• _About this exercise_:
Transcribe the LilyPond mailing-list exchange below in full, keeping every line and character unchanged.

• _Reading passage_:

Thomas Morley <thomasmorle...@googlemail.com> writes:

> 2012/9/12 David Kastrup <d...@gnu.org>:
>> Reinhold Kainhofer <reinh...@fam.tuwien.ac.at> writes:
>>
>>> On 2012-09-12 10:38, David Kastrup wrote:
>>>> if we write xxx in LilyPond, this is considered to be a string.  I want
>>>> xxx.yyy.zzz to be a list of strings ("xxx" "yyy" "zzz").  The main
>>>> incentive is to be able to have music functions be able to accept both
>>>> Stem as well as Staff.TimeSignature as a function argument.
>>>
>>> How would this work with lyrics or with markups?
>>
>> No interference.  In lyrics mode, you already have to write things like
>> \override Staff . TimeSignature to get the lexer putting out separate
>> tokens recognizable by the parser.  Since I was not going to change the
>> lexer, this requirement would stay the same when calling the respective
>> functions in lyrics mode.

(Stored data)
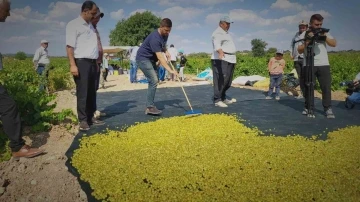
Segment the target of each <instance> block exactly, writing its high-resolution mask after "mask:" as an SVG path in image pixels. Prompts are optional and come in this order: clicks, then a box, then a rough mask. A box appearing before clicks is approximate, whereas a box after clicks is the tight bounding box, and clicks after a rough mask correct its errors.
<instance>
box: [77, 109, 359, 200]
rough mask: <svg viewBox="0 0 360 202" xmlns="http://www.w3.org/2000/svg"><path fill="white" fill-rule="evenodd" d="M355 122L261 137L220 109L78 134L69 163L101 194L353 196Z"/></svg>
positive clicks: (188, 199) (130, 197) (354, 144)
mask: <svg viewBox="0 0 360 202" xmlns="http://www.w3.org/2000/svg"><path fill="white" fill-rule="evenodd" d="M358 131H360V127H349V128H345V129H341V130H339V131H335V132H331V133H329V139H328V140H326V141H322V140H316V138H312V139H306V138H304V137H301V136H288V137H276V136H274V135H271V136H262V135H261V134H262V133H261V132H260V131H259V130H258V129H256V128H249V127H246V126H245V125H244V124H243V121H241V120H240V121H239V120H238V118H237V117H235V116H232V115H225V114H212V115H201V116H197V117H172V118H163V119H159V120H157V121H154V122H148V123H139V124H137V125H134V126H131V127H130V128H128V130H127V131H126V132H119V131H108V132H107V134H96V135H93V136H91V137H84V138H82V140H81V144H80V148H79V149H77V150H76V151H75V153H74V155H73V157H72V164H73V166H74V167H75V168H77V170H78V171H79V173H80V175H81V179H82V180H84V181H86V182H89V184H90V185H91V188H92V189H93V193H92V194H93V195H94V196H95V197H96V198H97V199H98V200H104V201H215V200H217V201H356V200H359V193H360V155H359V154H360V135H359V132H358Z"/></svg>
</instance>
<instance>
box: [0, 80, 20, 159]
mask: <svg viewBox="0 0 360 202" xmlns="http://www.w3.org/2000/svg"><path fill="white" fill-rule="evenodd" d="M0 120H1V122H2V125H3V129H4V132H5V134H6V135H7V137H8V138H9V140H10V144H9V147H10V148H11V151H13V152H17V151H19V150H20V149H21V147H22V146H24V145H25V141H24V140H23V139H22V131H21V119H20V113H19V111H18V108H17V106H16V103H15V101H14V100H13V99H12V98H11V97H10V96H9V94H8V93H7V92H6V89H5V88H4V86H2V85H0Z"/></svg>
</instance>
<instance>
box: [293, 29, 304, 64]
mask: <svg viewBox="0 0 360 202" xmlns="http://www.w3.org/2000/svg"><path fill="white" fill-rule="evenodd" d="M300 39H304V35H300V34H299V32H296V34H295V36H294V37H293V39H292V41H291V44H290V55H291V56H293V57H294V61H298V60H299V58H298V57H299V56H300V57H302V58H304V54H303V53H302V54H299V52H298V50H297V48H298V47H299V45H300V44H302V43H303V41H299V42H297V43H294V42H295V41H298V40H300Z"/></svg>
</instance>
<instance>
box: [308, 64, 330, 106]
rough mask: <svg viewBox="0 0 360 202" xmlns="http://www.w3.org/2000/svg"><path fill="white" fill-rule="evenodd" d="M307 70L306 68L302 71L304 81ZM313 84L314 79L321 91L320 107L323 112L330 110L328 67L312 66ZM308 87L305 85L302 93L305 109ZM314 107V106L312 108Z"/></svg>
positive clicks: (328, 74) (329, 76)
mask: <svg viewBox="0 0 360 202" xmlns="http://www.w3.org/2000/svg"><path fill="white" fill-rule="evenodd" d="M308 70H309V69H308V68H307V67H304V71H303V77H304V80H306V76H307V71H308ZM313 73H314V74H313V82H314V84H315V81H316V78H317V79H318V81H319V84H320V89H321V93H322V105H323V107H324V109H325V110H327V109H328V108H331V72H330V66H329V65H326V66H314V70H313ZM308 89H309V88H308V86H307V85H305V92H304V97H305V107H306V106H307V102H306V100H307V96H308V95H307V91H308ZM312 107H314V106H312Z"/></svg>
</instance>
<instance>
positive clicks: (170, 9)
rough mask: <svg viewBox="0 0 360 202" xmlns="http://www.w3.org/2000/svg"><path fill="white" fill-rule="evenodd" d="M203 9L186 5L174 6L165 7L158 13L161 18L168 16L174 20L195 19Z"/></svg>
mask: <svg viewBox="0 0 360 202" xmlns="http://www.w3.org/2000/svg"><path fill="white" fill-rule="evenodd" d="M204 11H205V10H203V9H198V8H193V7H188V8H184V7H181V6H174V7H171V8H168V9H165V10H164V11H163V12H161V13H160V16H161V17H163V18H165V17H166V18H170V19H171V20H172V21H175V22H183V21H191V20H194V19H196V17H198V16H200V15H202V14H203V13H204Z"/></svg>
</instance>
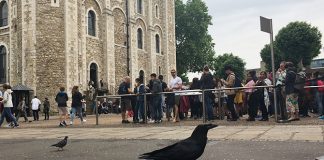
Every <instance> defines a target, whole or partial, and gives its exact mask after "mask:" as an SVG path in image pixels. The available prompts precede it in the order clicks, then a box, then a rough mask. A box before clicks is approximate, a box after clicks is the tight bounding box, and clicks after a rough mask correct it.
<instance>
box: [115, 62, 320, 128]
mask: <svg viewBox="0 0 324 160" xmlns="http://www.w3.org/2000/svg"><path fill="white" fill-rule="evenodd" d="M224 72H225V74H226V76H225V78H224V79H222V78H219V77H215V76H213V75H212V74H211V73H210V69H209V67H208V66H205V67H204V68H203V74H202V76H201V78H200V79H199V78H193V80H192V82H191V84H190V85H189V86H186V85H185V84H183V83H182V80H181V78H180V77H178V76H177V75H176V71H175V70H171V75H172V78H171V79H170V80H169V83H168V84H166V82H164V81H163V76H161V75H160V76H158V78H157V75H156V74H155V73H153V74H151V76H150V78H151V79H150V81H149V82H148V84H147V85H146V86H144V84H143V78H141V77H139V78H136V80H135V82H136V84H135V85H134V86H135V88H134V89H131V88H130V86H131V85H130V83H131V79H130V77H125V78H124V81H123V82H122V83H121V84H120V86H119V90H118V94H120V95H122V98H121V110H122V123H130V122H129V121H128V119H127V115H126V111H132V112H133V113H134V117H133V122H134V123H144V118H145V115H144V107H146V110H147V117H146V118H148V122H149V123H160V122H161V121H162V117H163V115H164V114H163V111H164V110H165V111H164V112H165V116H166V118H170V117H173V122H179V121H180V120H181V119H185V118H193V119H199V118H202V115H203V108H202V102H203V101H204V104H205V110H206V120H207V121H213V120H215V119H224V118H225V117H226V119H227V120H228V121H237V120H239V119H240V117H243V115H245V114H247V115H248V118H247V119H246V121H248V122H250V121H256V120H259V121H269V118H273V117H274V114H275V108H274V107H275V104H274V94H273V93H274V91H276V95H275V96H276V99H277V105H276V106H277V108H276V109H277V111H278V117H279V120H280V122H289V121H298V120H300V117H309V112H312V113H314V114H318V116H319V117H318V118H319V119H324V109H323V99H324V98H323V95H324V87H316V88H307V87H306V88H305V89H304V86H323V85H324V82H323V81H322V80H321V79H320V77H319V73H318V72H316V73H308V74H306V73H305V72H304V71H299V72H297V68H296V67H295V65H294V64H293V63H292V62H281V63H280V67H279V69H278V70H277V71H276V74H275V75H276V82H275V83H273V78H272V74H271V73H268V72H265V71H261V72H260V73H258V74H257V73H256V71H249V72H248V73H247V75H246V78H245V79H244V80H243V79H242V80H241V79H240V78H239V77H237V76H236V75H235V73H234V72H233V68H232V66H231V65H227V66H225V68H224ZM300 79H302V81H300ZM301 83H302V84H301ZM300 86H302V88H300ZM237 87H248V89H234V88H237ZM231 88H233V89H231ZM185 89H189V90H196V89H201V90H206V91H204V96H203V97H204V99H202V96H201V95H196V94H191V95H190V92H188V93H189V94H188V93H187V94H182V93H179V92H177V91H181V90H185ZM212 89H217V91H211V90H212ZM161 92H168V93H166V94H159V93H161ZM170 92H171V93H170ZM172 92H174V93H172ZM144 93H151V94H148V95H147V99H146V101H147V103H146V104H147V106H144V95H143V94H144ZM134 94H135V95H136V96H134ZM313 95H315V96H313ZM314 101H315V102H316V103H313V102H314ZM164 108H165V109H164ZM171 113H173V115H172V116H171ZM188 113H190V114H188ZM189 116H190V117H189ZM242 119H243V118H242Z"/></svg>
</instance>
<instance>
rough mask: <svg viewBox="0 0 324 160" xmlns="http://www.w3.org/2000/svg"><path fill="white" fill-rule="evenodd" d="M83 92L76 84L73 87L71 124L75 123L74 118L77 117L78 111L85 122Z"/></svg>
mask: <svg viewBox="0 0 324 160" xmlns="http://www.w3.org/2000/svg"><path fill="white" fill-rule="evenodd" d="M82 99H83V97H82V94H81V93H80V92H79V87H78V86H74V87H73V88H72V105H71V107H72V113H71V117H70V118H71V121H70V125H73V120H74V118H75V114H76V113H78V115H79V118H80V120H81V123H83V122H84V121H83V116H82Z"/></svg>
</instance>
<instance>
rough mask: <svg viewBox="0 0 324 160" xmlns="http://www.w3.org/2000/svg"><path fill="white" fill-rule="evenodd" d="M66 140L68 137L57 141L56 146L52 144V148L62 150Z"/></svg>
mask: <svg viewBox="0 0 324 160" xmlns="http://www.w3.org/2000/svg"><path fill="white" fill-rule="evenodd" d="M68 138H69V137H68V136H65V137H64V139H63V140H61V141H59V142H58V143H56V144H53V145H52V146H54V147H57V148H58V150H60V149H62V150H63V147H64V146H65V145H66V144H67V139H68Z"/></svg>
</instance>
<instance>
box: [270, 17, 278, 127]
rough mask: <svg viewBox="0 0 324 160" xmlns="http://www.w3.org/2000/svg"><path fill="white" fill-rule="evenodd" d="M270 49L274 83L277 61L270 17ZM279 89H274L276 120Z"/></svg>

• _Problem solution_:
Thomas Morley <thomasmorle...@googlemail.com> writes:

> 2012/9/12 David Kastrup <d...@gnu.org>:
>> Reinhold Kainhofer <reinh...@fam.tuwien.ac.at> writes:
>>
>>> On 2012-09-12 10:38, David Kastrup wrote:
>>>> if we write xxx in LilyPond, this is considered to be a string.  I want
>>>> xxx.yyy.zzz to be a list of strings ("xxx" "yyy" "zzz").  The main
>>>> incentive is to be able to have music functions be able to accept both
>>>> Stem as well as Staff.TimeSignature as a function argument.
>>>
>>> How would this work with lyrics or with markups?
>>
>> No interference.  In lyrics mode, you already have to write things like
>> \override Staff . TimeSignature to get the lexer putting out separate
>> tokens recognizable by the parser.  Since I was not going to change the
>> lexer, this requirement would stay the same when calling the respective
>> functions in lyrics mode.